§ **Your task**
Could you set down every entry below exactly as it is?

§ **Information provided**
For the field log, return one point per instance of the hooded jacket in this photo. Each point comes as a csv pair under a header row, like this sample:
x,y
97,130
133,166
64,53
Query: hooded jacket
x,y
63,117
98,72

§ **Your response**
For the field log, return one point per instance of the hooded jacket in this photo. Each point comes as a csv pair under a header row, like this sample:
x,y
97,130
133,166
64,53
Query: hooded jacket
x,y
63,117
98,72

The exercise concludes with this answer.